** Opening SUPPLIED TEXT block **

Jubilant Life is likely to do well in future on new launches, changes in pricing
Jubilant Life is quoting at a deep discount to its peers for the past few years because of its volatile earnings and high leverage.

Jubilant Life is quoting at a deep discount to its peers for the past few years because of its volatile earnings and high leverage. However, the profitability of the company is expected to improve in the coming years, especially from the second half of 2013-14. Incremental product launches in generic business, increased capacity utilisation in recently commissioned facilities and improvement in pricing environment for life sciences ingredients (LSI) business are expected to be some of the triggers.
The management is also taking steps to reduce the company’s net debt. Jubilant Life reduced its debt by Rs 261 crore in 2012-13 and is expected to reduce it by a bigger amount in the coming financial year. The management’s target is to bring the net debt to EBITDA ratio below 2.5 times by 2015. This will be achieved by operational improvement and by containing the capital expenditures to Rs 250 crore per annum. The company is also planning to reorganise its business into two verticals—pharma business and drug discovery business.
The purpose is to raise money by listing the pharma business for its growth and also to reduce the overall consolidated debt of the company.
The consensus analysts’ rating has moved up in the past one month mostly because the recent correction in this counter was overdone. While some discount in valuation is justified for Jubilant Life, the recent correction has increased the valuation gap to unsustainable levels.
Compared to its own historical valuations too, Jubilant Life’s valuation is now placed at a 5-year low and at more than 40% discount to its average.
Since the improving operational performance and the reduction in debt are going to be the major drivers for a re-rating in this counter, the stock is a good value pick for long-term investors.
While the warning letter from the FDA is an overhang now, the issue is expected to get resolved soon and a resolution of this can be another trigger for the counter Selection methodology: We pick the stock that has shown the maximum increase in consensus analyst rating during the past month.

** Closing SUPPLIED TEXT block **
** Opening ENTRIES SUPPLIED block **

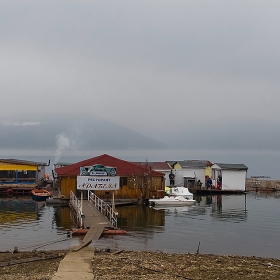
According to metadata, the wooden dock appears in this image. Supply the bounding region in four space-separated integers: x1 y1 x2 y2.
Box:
73 200 112 251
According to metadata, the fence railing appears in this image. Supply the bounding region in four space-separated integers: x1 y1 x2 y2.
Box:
88 191 118 227
70 191 83 227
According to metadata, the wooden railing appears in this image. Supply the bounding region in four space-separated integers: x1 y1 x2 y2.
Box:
69 191 84 227
88 191 118 227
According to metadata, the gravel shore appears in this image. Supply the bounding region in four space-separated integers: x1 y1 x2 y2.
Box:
0 250 280 280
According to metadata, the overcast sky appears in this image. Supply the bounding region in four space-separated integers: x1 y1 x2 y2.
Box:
0 0 280 177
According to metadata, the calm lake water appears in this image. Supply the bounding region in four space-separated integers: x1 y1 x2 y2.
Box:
0 192 280 259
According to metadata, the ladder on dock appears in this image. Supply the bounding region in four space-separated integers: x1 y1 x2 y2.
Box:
69 191 117 251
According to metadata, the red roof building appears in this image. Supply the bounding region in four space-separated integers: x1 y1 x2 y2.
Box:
54 154 165 199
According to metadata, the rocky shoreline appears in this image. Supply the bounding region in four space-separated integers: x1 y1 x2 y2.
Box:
0 250 280 280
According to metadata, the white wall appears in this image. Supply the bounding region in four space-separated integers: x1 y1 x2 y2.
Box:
222 170 247 191
172 168 205 187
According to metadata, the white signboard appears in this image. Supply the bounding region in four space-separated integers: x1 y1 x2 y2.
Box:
77 176 120 191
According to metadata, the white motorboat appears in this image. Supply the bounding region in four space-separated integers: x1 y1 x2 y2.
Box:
149 196 196 206
166 187 193 199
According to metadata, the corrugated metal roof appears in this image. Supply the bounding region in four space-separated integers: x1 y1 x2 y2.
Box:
134 161 170 170
178 160 212 168
0 159 50 166
55 154 164 176
215 163 248 170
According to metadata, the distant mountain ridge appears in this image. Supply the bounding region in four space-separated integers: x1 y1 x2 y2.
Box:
0 116 166 149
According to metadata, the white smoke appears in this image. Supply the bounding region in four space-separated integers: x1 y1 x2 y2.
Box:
54 133 70 163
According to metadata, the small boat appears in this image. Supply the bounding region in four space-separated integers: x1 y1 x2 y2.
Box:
72 228 126 235
31 189 52 201
149 196 196 206
166 187 193 199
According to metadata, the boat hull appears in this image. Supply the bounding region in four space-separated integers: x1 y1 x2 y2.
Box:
149 197 196 206
31 190 52 201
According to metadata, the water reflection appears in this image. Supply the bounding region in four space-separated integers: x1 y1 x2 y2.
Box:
0 197 73 251
0 193 280 258
117 205 165 229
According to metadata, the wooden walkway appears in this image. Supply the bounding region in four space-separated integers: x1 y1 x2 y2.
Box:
73 200 112 251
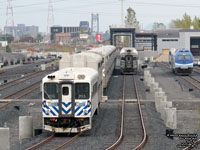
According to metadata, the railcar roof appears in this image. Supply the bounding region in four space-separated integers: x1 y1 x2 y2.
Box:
120 47 138 55
88 45 115 57
61 52 102 62
43 67 98 82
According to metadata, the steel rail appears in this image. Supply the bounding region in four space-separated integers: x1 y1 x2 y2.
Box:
0 72 44 91
106 76 125 150
133 76 148 150
2 81 41 99
183 139 200 150
26 134 55 150
181 77 200 90
0 101 12 111
54 132 82 150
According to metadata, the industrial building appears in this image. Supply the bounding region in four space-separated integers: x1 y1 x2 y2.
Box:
157 29 200 56
4 24 39 38
50 21 90 42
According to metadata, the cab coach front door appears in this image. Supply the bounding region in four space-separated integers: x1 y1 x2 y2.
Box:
60 84 73 116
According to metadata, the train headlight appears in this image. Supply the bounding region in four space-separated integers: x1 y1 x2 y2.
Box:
47 109 50 114
87 100 91 107
84 109 88 114
77 74 85 80
47 102 51 107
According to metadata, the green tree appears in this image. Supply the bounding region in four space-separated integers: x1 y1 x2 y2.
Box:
152 22 166 30
192 16 200 29
6 45 11 53
169 13 200 29
125 7 139 30
36 33 44 42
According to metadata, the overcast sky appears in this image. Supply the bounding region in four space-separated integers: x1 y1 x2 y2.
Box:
0 0 200 32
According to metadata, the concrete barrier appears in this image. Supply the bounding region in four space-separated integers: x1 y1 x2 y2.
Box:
0 128 10 150
164 108 177 129
19 116 33 139
155 96 167 113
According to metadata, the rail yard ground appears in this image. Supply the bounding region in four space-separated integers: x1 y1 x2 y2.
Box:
0 64 200 150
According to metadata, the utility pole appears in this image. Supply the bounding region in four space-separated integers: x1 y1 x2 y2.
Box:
46 0 54 40
121 0 124 27
5 0 15 37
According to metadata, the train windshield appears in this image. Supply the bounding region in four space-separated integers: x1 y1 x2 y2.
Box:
178 55 191 60
44 83 58 100
75 83 90 99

** Closing ENTRIES SUPPLIED block **

▶ WORK REQUEST A
In the Jubilant Life article, by how much did the company cut its debt in 2012-13?
▶ WORK REQUEST B
Reproduce the portion of the Jubilant Life article that opens with the words containing "The consensus analysts’" and closes with "for long-term investors.".
The data plays no part in what comes next.

▶ ANSWER SECTION A
Rs 261 crore.

▶ ANSWER SECTION B
The consensus analysts’ rating has moved up in the past one month mostly because the recent correction in this counter was overdone. While some discount in valuation is justified for Jubilant Life, the recent correction has increased the valuation gap to unsustainable levels.
Compared to its own historical valuations too, Jubilant Life’s valuation is now placed at a 5-year low and at more than 40% discount to its average.
Since the improving operational performance and the reduction in debt are going to be the major drivers for a re-rating in this counter, the stock is a good value pick for long-term investors.